__GOAL__
Render the portion of the listing below that runs from its first line through the line containing "<point>618,587</point>", inclusive, as a JSON list of strings with one string per line. Omit blank lines.

Excerpts from a location annotation dataset

[start]

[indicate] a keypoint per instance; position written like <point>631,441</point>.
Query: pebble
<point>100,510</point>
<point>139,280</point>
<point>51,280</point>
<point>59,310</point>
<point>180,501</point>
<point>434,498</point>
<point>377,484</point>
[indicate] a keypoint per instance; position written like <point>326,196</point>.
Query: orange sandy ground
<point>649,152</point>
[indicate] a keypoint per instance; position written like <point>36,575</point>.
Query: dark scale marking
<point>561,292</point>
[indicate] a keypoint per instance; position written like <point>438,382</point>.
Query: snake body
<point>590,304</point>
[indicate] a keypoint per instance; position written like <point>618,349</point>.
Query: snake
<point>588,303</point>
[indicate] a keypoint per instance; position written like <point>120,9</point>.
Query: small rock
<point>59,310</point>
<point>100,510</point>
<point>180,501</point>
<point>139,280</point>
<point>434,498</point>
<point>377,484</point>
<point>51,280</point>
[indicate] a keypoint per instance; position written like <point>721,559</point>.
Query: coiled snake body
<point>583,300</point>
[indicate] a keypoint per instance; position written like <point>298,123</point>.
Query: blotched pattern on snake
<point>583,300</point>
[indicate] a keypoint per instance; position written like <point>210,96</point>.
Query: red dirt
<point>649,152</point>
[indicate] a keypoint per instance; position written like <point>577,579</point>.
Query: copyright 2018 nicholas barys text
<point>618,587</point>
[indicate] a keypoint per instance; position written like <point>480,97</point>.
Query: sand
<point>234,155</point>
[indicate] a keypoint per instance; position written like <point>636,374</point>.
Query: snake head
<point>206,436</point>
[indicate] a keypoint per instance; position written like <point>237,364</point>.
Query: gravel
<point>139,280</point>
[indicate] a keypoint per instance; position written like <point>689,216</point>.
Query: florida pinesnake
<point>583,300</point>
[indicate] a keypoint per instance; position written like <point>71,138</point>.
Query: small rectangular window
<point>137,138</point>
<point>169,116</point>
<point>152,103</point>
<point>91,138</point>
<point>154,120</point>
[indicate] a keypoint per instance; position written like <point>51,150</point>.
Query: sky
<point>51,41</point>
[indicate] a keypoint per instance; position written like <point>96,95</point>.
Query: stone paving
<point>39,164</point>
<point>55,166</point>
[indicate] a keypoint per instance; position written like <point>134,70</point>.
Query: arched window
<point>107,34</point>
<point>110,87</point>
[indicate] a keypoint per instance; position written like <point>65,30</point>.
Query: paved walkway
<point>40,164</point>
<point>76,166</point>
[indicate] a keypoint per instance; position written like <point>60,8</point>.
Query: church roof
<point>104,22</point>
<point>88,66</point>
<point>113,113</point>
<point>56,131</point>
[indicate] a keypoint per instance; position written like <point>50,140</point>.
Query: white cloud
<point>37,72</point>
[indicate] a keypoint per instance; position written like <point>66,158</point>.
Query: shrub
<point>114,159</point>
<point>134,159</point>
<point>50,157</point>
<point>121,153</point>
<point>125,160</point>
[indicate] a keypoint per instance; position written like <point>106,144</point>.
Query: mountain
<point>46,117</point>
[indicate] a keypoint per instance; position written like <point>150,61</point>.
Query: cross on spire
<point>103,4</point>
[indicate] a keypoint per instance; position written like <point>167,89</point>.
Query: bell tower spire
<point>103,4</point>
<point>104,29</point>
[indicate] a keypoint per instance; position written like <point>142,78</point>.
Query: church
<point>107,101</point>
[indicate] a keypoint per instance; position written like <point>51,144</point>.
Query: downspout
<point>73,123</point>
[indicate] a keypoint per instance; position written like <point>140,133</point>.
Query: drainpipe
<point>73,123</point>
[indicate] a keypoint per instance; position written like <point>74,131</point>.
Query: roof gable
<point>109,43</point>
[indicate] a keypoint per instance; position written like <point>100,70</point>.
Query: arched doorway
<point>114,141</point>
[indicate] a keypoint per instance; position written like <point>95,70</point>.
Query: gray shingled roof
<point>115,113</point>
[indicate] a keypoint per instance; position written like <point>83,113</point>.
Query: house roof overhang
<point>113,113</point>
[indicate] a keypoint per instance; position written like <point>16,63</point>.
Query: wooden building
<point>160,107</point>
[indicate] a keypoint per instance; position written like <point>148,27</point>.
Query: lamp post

[end]

__EXPECTED ANSWER__
[
  "[indicate] a keypoint per instance; position written like <point>631,441</point>.",
  "Query: pebble",
  "<point>100,510</point>",
  "<point>139,280</point>",
  "<point>51,280</point>",
  "<point>59,310</point>",
  "<point>180,501</point>",
  "<point>434,498</point>",
  "<point>377,484</point>",
  "[indicate] a keypoint per instance; position written like <point>326,196</point>.",
  "Query: orange sandy ground",
  "<point>649,152</point>",
  "[indicate] a keypoint per instance; position written like <point>36,575</point>.",
  "Query: dark scale marking",
  "<point>561,292</point>",
  "[indicate] a keypoint per instance; position written like <point>438,382</point>.",
  "Query: snake body",
  "<point>590,304</point>",
  "[indicate] a keypoint per instance; position written like <point>618,349</point>.",
  "Query: snake",
  "<point>588,303</point>",
  "[indicate] a keypoint per instance; position written like <point>120,9</point>.",
  "Query: small rock",
  "<point>59,310</point>",
  "<point>100,510</point>",
  "<point>180,501</point>",
  "<point>139,280</point>",
  "<point>434,498</point>",
  "<point>377,484</point>",
  "<point>51,280</point>",
  "[indicate] a keypoint per instance; position written like <point>721,559</point>.",
  "Query: coiled snake body",
  "<point>583,300</point>",
  "[indicate] a keypoint per instance; position written like <point>298,123</point>.",
  "Query: blotched pattern on snake",
  "<point>583,300</point>",
  "[indicate] a keypoint per instance; position written like <point>210,96</point>.",
  "Query: red dirt",
  "<point>649,152</point>",
  "[indicate] a keypoint per instance; position written like <point>577,579</point>.",
  "Query: copyright 2018 nicholas barys text",
  "<point>618,587</point>"
]